[EXERCISE AIM] Repeat every item below word for word, leaving out the pictures.
++++++++
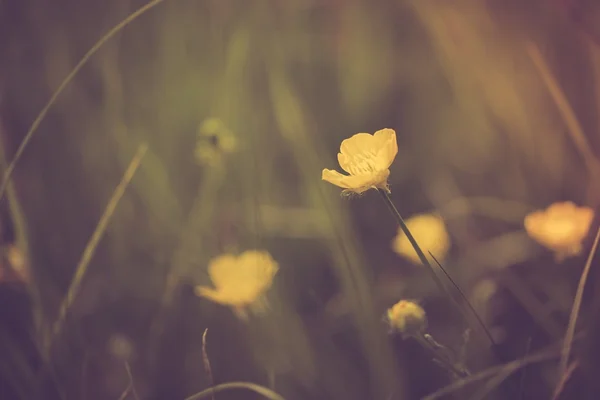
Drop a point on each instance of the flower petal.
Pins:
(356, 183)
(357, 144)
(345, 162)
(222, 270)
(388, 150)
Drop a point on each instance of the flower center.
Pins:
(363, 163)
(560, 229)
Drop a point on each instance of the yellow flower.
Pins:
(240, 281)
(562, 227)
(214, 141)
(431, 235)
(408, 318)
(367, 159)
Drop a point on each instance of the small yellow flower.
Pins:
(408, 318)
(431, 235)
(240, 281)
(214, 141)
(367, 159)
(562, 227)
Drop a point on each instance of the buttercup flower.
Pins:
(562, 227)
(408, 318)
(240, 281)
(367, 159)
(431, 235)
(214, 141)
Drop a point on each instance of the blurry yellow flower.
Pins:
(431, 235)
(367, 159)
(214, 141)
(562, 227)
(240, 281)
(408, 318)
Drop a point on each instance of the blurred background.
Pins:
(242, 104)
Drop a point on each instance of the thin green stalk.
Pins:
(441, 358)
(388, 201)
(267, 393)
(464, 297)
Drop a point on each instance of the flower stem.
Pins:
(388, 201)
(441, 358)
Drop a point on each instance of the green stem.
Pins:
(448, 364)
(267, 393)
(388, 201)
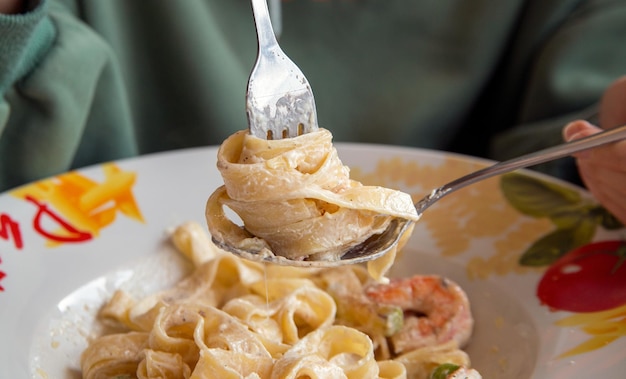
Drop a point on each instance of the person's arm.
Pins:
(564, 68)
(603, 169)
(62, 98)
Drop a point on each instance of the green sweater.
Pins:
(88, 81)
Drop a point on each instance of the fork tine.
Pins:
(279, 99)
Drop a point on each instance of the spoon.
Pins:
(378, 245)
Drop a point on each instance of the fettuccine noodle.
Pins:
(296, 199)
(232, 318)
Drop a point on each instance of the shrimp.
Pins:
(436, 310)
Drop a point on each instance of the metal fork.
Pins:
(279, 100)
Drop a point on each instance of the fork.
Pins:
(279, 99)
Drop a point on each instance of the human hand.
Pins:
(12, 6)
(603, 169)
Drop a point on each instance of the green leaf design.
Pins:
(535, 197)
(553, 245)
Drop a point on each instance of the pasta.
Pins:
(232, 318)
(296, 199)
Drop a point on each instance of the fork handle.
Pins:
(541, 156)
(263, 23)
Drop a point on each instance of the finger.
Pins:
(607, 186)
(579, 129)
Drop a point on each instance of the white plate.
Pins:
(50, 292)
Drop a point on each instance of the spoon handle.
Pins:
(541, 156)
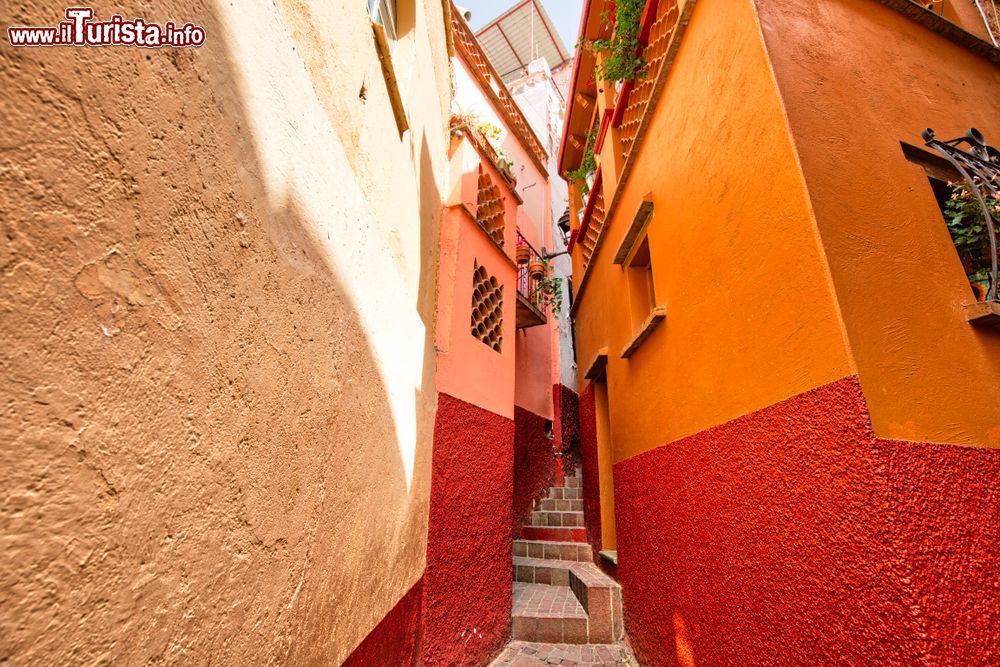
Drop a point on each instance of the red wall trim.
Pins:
++++++++
[ANSWER]
Drop a point on each instance of the flower petal.
Pins:
(356, 183)
(357, 144)
(345, 162)
(222, 270)
(388, 150)
Drop a point on each instance of the flower center.
Pins:
(363, 163)
(560, 229)
Drop a point on each instance of the yellow flower.
Pins:
(240, 281)
(562, 227)
(214, 141)
(431, 235)
(408, 318)
(367, 159)
Drop a point on each instance of the small yellow flower.
Pins:
(408, 318)
(431, 235)
(240, 281)
(214, 141)
(367, 159)
(562, 227)
Drop a point on each instance of the buttercup flower.
Pins:
(562, 227)
(408, 318)
(240, 281)
(367, 159)
(431, 235)
(214, 141)
Drop a point on each instance of the blurry yellow flower.
Pins:
(431, 235)
(367, 159)
(214, 141)
(562, 227)
(240, 281)
(408, 318)
Drop a point on each instance of the blurred background.
Pins:
(242, 104)
Drop a point on each instance of the thin green stalk.
Pins:
(441, 358)
(388, 201)
(267, 393)
(464, 297)
Drop a point on each instance of the flower stem.
Pins:
(388, 201)
(441, 358)
Drop a point on each instance of the green stem.
Pins:
(448, 364)
(267, 393)
(388, 201)
Drop a point on each instance of the person's arm.
Pins:
(564, 68)
(603, 169)
(62, 98)
Drop a point on each instance of the green sweater.
Pins:
(88, 81)
Drop a point on each instance of the fork tine.
Pins:
(279, 99)
Drop a point on each instance of the spoon.
Pins:
(378, 245)
Drop a point on each instance of the fettuccine noodle.
Pins:
(296, 199)
(232, 318)
Drop a point on each instance of the shrimp.
Pins:
(436, 310)
Drop a point on each instance of the metal fork.
Pins:
(279, 100)
Drop a point on each instance of the fork.
Pins:
(279, 99)
Drop a point on each instance of the human hand.
Pins:
(12, 6)
(603, 169)
Drop a point on each instance of the green leaf design.
Pins:
(535, 197)
(553, 245)
Drop a point on each instance of the pasta.
Pins:
(232, 318)
(296, 199)
Drop a point on each instance of the fork handle.
Pins:
(541, 156)
(263, 23)
Drop a point on each instance of the finger.
Pins:
(607, 186)
(579, 129)
Drop a point on each instance of the white plate.
Pins:
(50, 292)
Drop a point on each instance of the spoon handle.
Pins:
(541, 156)
Drop a point on each instance of the red wall trim.
Pins:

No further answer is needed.